> [EXCERPT PROVIDED]
— start —

Tensorflow Neural Network Regression

model_6

# same as above - based on `model_2`
# but more complexity removed
model_6 = tf.keras.Sequential([
layers.Dense(1, input_shape=[1], name="input_layer"),
layers.Dense(64, activation="relu", name="dense_layer1"),
layers.Dense(32, activation="relu", name="dense_layer2"),
layers.Dense(1, name="output_layer")
], name="my_model_6")

model_6.compile(
loss=tf.keras.losses.mae,
optimizer=optimizers.Adam(learning_rate=0.001),
metrics="mae")
model_6.fit(X_train, y_train, validation_data=(X_test, y_test), epochs=100)
# Epoch 100/100
# 13/13 [==============================] - 0s 5ms/step - loss: 1.9283 - mae: 1.9283 - val_loss: 2.0062 - val_mae: 2.0062

y_pred_6 = model_6.predict(X_test)

# blue dots should line up with red dots for a perfect prediction
plot_predictions(train_data=X_train,
train_labels=y_train,
test_data=X_test,
test_labels=y_test,
predictions=y_pred_6)

Tensorflow Neural Network Regression

model_7

# same as above - based on `model_2`
# but even more complexity removed
model_7 = tf.keras.Sequential([
layers.Dense(1, input_shape=[1], name="input_layer"),
layers.Dense(16, activation="relu", name="dense_layer1"),
layers.Dense(8, activation="relu", name="dense_layer2"),
layers.Dense(1, name="output_layer")
], name="my_model_6")

model_7.compile(
loss=tf.keras.losses.mae,
optimizer=optimizers.Adam(learning_rate=0.001),
metrics="mae")
# increased epochs 100 -> 500
model_7.fit(X_train, y_train, validation_data=(X_test, y_test), epochs=500)
# Epoch 500/500
# 13/13 [==============================] - 0s 5ms/step - loss: 0.6490 - mae: 0.6490 - val_loss: 0.9975 - val_mae: 0.9975

y_pred_7 = model_7.predict(X_test)

# blue dots should line up with red dots for a perfect prediction
plot_predictions(train_data=X_train,
train_labels=y_train,
test_data=X_test,
test_labels=y_test,
predictions=y_pred_7)

Tensorflow Neural Network Regression

Comparing Experiments

# function to calculate mae & mse
def squared_and_absolute_error(y_true, y_pred):
mae = tf.metrics.mean_absolute_error(y_true, tf.squeeze(y_pred))
mse = tf.metrics.mean_squared_error(y_true, tf.squeeze(y_pred))

return mae.numpy(), mse.numpy()
# calculate errors for all models
model_1_err = squared_and_absolute_error(y_true=y_test, y_pred=y_pred_1)
model_2_err = squared_and_absolute_error(y_true=y_test, y_pred=y_pred_2)
model_3_err = squared_and_absolute_error(y_true=y_test, y_pred=y_pred_3)
model_4_err = squared_and_absolute_error(y_true=y_test, y_pred=y_pred_4)
model_5_err = squared_and_absolute_error(y_true=y_test, y_pred=y_pred_5)

— end —

> [AIM 1]
Decide whether each statement agrees with the regression code above. Answer yes or no for each, and quote the words in the code that settle it.
(a) model_7 is trained for 500 epochs.
(b) The second hidden layer of model_6 has 64 units.
(c) model_6 and model_7 both use a learning rate of 0.001.
> [AIM 2]
From the rows below, pick out every line that contains the word "reservoir" and copy each one.

> [PROVIDED INFORMATION]
— start —

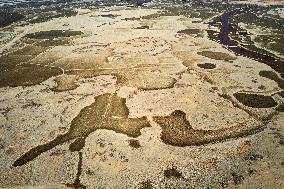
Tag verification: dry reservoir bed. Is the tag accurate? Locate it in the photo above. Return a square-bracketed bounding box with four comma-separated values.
[0, 4, 284, 189]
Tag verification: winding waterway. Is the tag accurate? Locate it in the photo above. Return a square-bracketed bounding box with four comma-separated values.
[207, 7, 284, 73]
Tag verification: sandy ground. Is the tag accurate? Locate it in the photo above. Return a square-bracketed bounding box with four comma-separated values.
[0, 7, 284, 189]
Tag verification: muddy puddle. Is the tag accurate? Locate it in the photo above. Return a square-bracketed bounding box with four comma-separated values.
[25, 30, 83, 40]
[154, 110, 263, 147]
[234, 93, 277, 108]
[197, 51, 237, 62]
[13, 94, 150, 167]
[197, 63, 216, 70]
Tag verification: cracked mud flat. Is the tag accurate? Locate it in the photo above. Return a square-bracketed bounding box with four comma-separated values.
[0, 0, 284, 189]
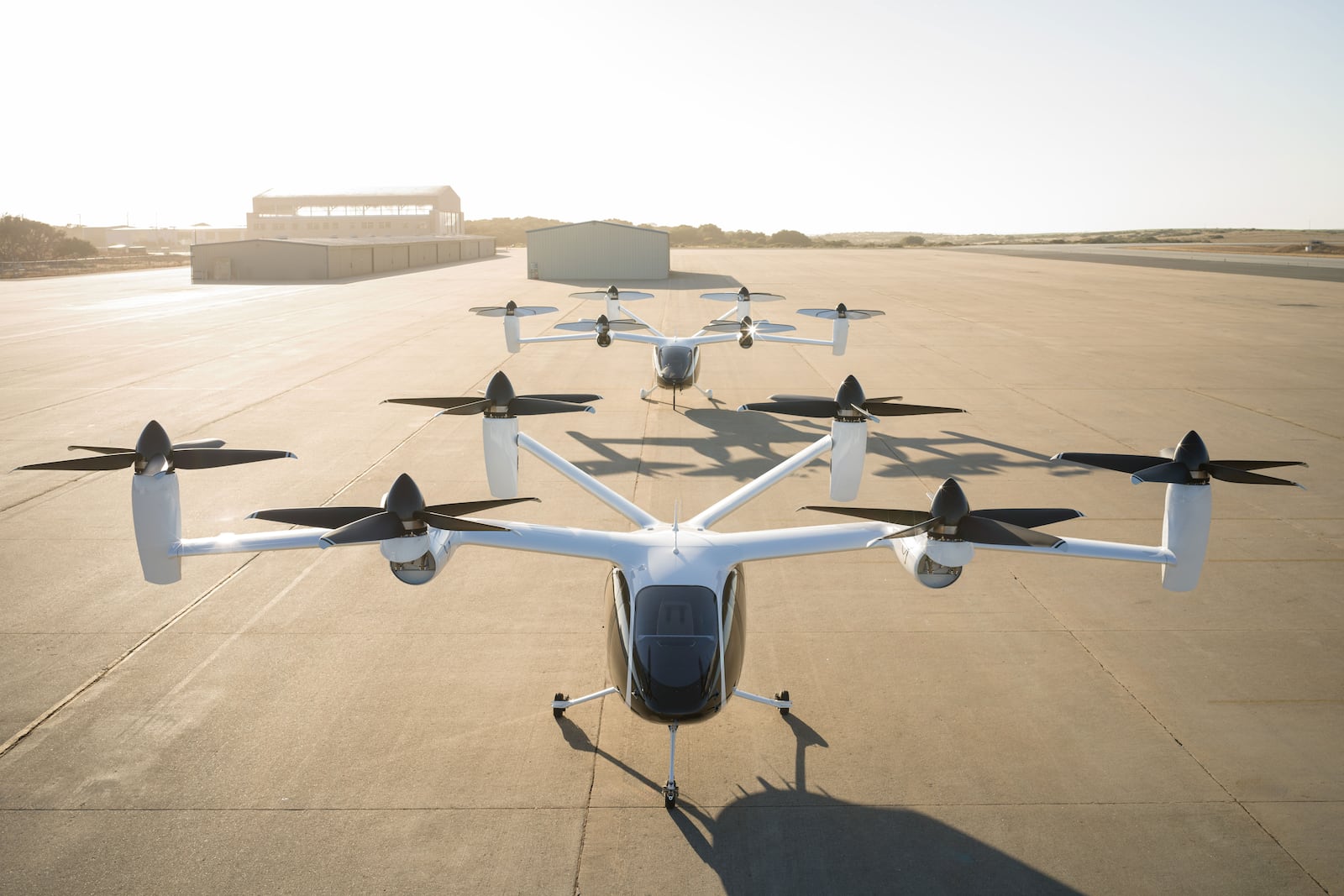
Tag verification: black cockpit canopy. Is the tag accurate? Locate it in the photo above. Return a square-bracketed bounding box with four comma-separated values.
[633, 584, 721, 717]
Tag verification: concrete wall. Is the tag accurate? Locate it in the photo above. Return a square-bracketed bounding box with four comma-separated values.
[527, 220, 672, 282]
[191, 239, 328, 284]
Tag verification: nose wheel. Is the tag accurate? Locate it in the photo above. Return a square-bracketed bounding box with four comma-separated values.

— end —

> [TASK ANSWER 1]
(a) Yes: "# increased epochs 100 -> 500"
(b) No: "layers.Dense(32, activation="relu", name="dense_layer2")"
(c) Yes: "optimizer=optimizers.Adam(learning_rate=0.001)" appears in both models.

> [TASK ANSWER 2]
Tag verification: dry reservoir bed. Is the tag accurate? Locate it in the photo above. Return a square-bracketed bounding box with four comma-separated values.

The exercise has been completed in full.